Ranadive’s answer: money. He said he expected the club to be worth “billions of dollars” in the near future. People laughed at him. The Kings’ current value – US$1.8-billion and headed north.
Are you fading a bit after that blizzard of numbers? Yeah, me too. That’s the reason you and I aren’t rich – we share the peasantry’s low tolerance for math.
But once you’ve achieved a certain level, math no longer matters. Your money finds more money. Again, I’m not sure how. If I knew, I wouldn’t tell you.
For a while there, sports was a fixed slot machine. All you had to do was wangle your way into the casino and you were guaranteed a jackpot.
Not quite as much any more. For the first time in a long time, we can begin speaking of winners and losers in the business of sport.
If the NFL has won the pandemic, the NHL is fading at the back. We say there are four major leagues in North America. Financially, it’s more like three majors and one major-minor. The past year cemented that.
For the first time since the turn of the century, according to Forbes, the average value of an NHL franchise fell.
It’s only down 2 per cent on average, but it’s the direction that matters, not the amount. The NHL missed a gear going up the COVID-19 hill. Once you start rolling backward, it’s hard to get going forward again.
Then the NHL re-upped its U.S. TV deals. ESPN will replace NBC as its major partner. The money got better. NBC paid US$200-million annually for exclusive rights. ESPN will pay in the neighbourhood of US$400-million for a shared package.
The news was greeted in Canada like some sort of national windfall. In particular, Rogers was delighted that it is now paying roughly the same amount for TV rights as its U.S. counterpart (to reach a potential audience one-tenth the size).

Given data:
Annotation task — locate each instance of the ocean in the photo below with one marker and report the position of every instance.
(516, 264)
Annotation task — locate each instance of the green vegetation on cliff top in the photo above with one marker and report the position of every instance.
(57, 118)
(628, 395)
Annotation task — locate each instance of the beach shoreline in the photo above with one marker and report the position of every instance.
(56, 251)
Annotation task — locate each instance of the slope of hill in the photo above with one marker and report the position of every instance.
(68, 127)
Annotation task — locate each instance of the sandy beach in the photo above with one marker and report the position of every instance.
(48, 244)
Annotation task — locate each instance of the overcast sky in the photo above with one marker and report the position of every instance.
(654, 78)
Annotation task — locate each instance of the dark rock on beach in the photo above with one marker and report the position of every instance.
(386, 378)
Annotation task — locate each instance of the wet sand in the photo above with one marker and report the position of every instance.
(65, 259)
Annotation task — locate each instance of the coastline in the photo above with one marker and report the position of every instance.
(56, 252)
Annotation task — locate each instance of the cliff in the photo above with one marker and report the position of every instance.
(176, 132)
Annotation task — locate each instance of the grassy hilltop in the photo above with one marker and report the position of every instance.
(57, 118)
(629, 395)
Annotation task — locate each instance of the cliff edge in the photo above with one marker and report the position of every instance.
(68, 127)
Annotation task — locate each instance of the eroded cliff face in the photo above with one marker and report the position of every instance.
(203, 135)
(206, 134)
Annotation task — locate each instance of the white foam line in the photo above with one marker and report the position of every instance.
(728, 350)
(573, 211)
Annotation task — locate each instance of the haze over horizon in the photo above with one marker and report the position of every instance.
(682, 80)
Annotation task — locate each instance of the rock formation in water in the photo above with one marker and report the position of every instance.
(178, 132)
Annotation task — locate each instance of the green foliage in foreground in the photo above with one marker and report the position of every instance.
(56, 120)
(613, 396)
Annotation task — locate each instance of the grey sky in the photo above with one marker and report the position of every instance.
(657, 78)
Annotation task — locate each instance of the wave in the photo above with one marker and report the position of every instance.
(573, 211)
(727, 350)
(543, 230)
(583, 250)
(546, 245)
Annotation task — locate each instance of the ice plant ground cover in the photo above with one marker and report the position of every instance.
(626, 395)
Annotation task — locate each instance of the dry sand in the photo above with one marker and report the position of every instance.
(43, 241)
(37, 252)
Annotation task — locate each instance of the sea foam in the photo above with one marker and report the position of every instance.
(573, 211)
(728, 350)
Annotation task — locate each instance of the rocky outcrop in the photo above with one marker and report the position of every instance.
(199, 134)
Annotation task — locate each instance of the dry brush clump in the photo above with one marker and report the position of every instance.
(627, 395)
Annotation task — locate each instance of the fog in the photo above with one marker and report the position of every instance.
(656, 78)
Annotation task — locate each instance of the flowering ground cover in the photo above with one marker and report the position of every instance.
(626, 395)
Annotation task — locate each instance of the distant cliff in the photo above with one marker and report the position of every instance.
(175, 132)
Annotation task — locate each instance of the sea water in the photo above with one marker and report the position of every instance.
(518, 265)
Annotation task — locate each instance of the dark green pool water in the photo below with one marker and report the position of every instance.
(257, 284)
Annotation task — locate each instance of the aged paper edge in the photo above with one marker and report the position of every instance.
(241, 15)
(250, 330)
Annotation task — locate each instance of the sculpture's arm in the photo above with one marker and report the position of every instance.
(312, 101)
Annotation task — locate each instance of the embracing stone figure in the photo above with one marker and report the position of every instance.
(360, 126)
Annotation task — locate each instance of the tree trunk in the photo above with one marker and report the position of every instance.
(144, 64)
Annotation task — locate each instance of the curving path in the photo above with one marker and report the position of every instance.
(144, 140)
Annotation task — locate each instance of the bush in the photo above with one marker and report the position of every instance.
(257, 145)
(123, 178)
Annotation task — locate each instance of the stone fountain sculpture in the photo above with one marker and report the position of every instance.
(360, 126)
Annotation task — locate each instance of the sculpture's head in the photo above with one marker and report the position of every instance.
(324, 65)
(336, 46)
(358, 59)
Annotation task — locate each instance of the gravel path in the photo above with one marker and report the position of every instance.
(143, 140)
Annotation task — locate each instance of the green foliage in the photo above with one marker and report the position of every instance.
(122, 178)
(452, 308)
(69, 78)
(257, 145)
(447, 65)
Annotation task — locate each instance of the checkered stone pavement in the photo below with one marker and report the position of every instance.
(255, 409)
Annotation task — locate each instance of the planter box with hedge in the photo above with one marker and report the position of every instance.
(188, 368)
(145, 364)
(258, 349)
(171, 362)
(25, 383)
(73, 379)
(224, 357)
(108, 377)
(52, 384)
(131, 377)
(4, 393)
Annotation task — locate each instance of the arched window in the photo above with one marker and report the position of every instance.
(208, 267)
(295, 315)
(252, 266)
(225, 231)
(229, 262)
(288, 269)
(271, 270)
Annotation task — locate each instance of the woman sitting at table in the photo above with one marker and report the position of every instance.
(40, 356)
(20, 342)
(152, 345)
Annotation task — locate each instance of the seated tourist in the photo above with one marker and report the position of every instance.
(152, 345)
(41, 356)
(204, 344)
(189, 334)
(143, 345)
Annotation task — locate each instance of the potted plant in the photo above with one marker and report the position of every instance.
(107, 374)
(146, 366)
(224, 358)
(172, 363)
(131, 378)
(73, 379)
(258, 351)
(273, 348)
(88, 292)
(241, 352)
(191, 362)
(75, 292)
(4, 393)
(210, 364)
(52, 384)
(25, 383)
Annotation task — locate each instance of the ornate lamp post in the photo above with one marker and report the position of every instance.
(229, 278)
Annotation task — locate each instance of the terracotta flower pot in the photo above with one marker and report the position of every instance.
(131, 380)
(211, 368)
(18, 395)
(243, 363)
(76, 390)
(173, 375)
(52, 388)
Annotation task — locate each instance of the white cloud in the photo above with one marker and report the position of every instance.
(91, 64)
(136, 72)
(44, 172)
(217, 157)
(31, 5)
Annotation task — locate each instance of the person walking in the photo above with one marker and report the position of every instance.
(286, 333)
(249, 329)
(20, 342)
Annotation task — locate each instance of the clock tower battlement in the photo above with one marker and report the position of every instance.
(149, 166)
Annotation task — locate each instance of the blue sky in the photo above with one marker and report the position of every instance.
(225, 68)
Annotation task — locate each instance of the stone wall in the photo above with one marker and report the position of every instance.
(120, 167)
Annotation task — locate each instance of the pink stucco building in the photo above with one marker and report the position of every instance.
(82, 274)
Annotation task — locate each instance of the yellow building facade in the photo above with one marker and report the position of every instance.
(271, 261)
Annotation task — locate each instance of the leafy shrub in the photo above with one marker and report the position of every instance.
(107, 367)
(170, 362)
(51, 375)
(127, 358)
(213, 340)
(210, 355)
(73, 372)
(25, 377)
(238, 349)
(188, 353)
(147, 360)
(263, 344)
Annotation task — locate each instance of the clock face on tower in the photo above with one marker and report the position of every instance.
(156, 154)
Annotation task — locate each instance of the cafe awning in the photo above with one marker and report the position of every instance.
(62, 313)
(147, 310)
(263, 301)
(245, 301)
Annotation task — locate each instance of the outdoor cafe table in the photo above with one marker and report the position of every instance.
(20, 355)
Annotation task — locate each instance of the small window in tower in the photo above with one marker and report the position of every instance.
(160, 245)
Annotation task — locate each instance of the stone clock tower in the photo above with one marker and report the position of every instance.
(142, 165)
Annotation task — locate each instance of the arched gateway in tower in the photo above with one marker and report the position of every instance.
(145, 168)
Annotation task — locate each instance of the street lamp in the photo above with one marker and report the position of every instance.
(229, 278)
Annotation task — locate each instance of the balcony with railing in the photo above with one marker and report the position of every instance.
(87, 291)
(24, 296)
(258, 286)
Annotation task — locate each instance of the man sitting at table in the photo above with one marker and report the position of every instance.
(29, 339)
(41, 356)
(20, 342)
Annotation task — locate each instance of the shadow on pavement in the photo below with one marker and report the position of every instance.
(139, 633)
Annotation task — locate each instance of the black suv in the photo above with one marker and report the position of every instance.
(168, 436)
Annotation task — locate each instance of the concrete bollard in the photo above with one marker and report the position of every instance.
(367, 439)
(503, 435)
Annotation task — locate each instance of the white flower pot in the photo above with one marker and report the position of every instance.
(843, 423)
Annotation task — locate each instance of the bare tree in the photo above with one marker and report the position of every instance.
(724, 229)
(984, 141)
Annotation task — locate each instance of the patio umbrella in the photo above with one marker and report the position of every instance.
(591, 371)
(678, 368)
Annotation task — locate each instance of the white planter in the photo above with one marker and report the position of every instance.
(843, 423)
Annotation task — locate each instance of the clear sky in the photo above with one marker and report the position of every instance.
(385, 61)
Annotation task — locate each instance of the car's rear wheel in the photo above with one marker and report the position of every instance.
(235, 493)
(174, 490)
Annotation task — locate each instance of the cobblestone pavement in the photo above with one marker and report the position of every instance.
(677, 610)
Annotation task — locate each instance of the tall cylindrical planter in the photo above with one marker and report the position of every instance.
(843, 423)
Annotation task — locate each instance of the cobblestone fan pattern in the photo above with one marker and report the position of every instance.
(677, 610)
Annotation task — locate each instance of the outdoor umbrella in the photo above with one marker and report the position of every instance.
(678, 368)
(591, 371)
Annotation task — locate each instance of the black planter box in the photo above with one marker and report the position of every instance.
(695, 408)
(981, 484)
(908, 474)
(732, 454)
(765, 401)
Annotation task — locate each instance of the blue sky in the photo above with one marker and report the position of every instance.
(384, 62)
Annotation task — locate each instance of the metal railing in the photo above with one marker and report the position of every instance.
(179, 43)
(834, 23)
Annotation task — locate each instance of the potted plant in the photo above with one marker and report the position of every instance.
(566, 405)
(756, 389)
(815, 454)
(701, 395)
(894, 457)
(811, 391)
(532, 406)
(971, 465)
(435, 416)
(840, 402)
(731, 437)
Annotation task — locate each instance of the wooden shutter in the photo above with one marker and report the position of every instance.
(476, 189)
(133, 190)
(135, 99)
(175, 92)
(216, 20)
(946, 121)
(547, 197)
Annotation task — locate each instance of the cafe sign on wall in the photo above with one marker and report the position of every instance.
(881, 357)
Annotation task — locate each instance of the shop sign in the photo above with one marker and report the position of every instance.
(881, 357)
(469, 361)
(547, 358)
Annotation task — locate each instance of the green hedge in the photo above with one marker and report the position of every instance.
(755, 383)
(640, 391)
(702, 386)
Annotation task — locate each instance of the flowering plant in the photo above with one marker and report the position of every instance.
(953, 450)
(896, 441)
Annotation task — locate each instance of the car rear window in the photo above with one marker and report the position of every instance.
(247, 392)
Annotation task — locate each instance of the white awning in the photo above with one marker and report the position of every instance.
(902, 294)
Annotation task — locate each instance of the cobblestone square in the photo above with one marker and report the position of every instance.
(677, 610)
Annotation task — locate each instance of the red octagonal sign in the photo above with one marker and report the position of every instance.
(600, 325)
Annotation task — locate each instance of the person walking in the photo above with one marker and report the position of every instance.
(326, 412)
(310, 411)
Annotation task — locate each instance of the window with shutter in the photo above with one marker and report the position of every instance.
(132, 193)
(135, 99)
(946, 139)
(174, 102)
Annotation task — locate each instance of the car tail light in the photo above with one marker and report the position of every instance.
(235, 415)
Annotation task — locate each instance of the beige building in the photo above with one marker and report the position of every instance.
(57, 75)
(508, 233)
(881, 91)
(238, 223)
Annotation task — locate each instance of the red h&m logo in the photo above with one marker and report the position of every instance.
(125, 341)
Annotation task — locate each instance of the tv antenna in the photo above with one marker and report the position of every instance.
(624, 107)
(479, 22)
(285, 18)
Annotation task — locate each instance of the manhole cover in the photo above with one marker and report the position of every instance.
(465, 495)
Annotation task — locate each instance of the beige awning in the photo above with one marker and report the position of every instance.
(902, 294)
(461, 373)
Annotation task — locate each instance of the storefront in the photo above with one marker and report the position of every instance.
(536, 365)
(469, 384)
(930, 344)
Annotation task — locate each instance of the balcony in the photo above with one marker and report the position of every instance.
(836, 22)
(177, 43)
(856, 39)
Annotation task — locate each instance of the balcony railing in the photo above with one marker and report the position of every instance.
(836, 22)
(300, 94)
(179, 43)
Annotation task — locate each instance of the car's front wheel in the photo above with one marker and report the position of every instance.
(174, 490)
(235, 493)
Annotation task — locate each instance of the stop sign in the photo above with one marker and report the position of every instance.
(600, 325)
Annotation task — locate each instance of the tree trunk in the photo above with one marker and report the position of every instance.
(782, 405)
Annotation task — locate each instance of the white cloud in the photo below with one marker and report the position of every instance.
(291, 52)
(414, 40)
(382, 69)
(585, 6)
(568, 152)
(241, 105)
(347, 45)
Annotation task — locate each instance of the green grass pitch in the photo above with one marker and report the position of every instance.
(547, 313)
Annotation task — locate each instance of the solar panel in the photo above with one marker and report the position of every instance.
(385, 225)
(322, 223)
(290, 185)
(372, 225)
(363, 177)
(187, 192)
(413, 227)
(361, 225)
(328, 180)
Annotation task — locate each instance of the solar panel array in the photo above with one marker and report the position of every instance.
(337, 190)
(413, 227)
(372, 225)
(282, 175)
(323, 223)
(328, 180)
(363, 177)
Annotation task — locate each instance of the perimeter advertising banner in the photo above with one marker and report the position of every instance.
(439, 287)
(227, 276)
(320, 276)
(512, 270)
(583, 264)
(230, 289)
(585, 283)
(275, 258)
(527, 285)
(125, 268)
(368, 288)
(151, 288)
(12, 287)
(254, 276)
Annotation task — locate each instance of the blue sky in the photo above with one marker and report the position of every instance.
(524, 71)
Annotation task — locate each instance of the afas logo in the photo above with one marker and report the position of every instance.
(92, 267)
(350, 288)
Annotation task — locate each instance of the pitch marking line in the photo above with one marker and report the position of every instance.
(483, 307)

What you need to do:
- a) Answer these from the passage on sports franchise values, one per line:
(i) What current value does it give for the Kings?
(ii) By how much, on average, did the value of an NHL franchise fall, according to Forbes?
(iii) How much did NBC pay each year for exclusive rights?
- b) Carry on the passage on sports franchise values, picking up right after its last sentence.

Expected responses:
- a)
(i) US$1.8-billion
(ii) 2 per cent
(iii) US$200-million

- b)
The deal is neither national nor a windfall. The NHL is only Canadian once it steps north of the border. At customs, it slips on a lumber jacket, cracks a Molson Brador and hangs a bunch of “eh’s” on its sentences. If the NHL sat next to you at a bar, you’d move.
In actuality, the NHL is a hipster American. It’s based in New York, vacations in Cape Cod and really, really wants to be liked by the cool kids in Los Angeles. It covets what LeBron James has – to be invited to buy a slice of the Boston Red Sox just because you are an international phenomenon, a crossover meta-star. The NHL might not kill, but it would certainly maim to find itself invited to those sorts of parties.
The new ESPN deal proves how difficult, verging on impossible, that goal has become.
ESPN (through its parent company, Disney) will pay US$2.7-billion annually for its new football deal. That gets it Monday Night Football, a crack at the Super Bowl starting in five years time and a few more games on ABC. It’s 23 or 24 days of live programming a year.
By contrast, the NHL deal gives ESPN hundreds and hundreds of games, including Stanley Cup finals, to be aired across multiple platforms.
The NHL deal is ESPN’s lab rat. It’s using it to test the new strain of televisual sports entertainment. And it will get all this for 15 cents on the dollar for what it paid the NFL.
It’s enough money to live on, but it isn’t anywhere near enough to grow. Not when you’re speaking in modern sports terms. That’s the macro reason club valuations are slipping. It’s becoming clear that while the NHL is a corporate unicorn, its horn is short and stubby and doesn’t have much magic left in it.
What remains to be determined is whether the NHL keeps the pack up front in sight, or begins getting lapped.
There is a very possible world in which the next few years of NHL reporting is centred on devolution and ownership retrenchment, rather than the constant expansion talk we’d got used to. Once you get going the wrong way, things can get out of hand quickly. And there are no new TV deals coming up to rescue the league from any further downturn.
It used to be said how tough a business hockey is. It wasn’t. For a good stretch, hockey was the among the easiest businesses in the world. But it’s going to toughen up soon.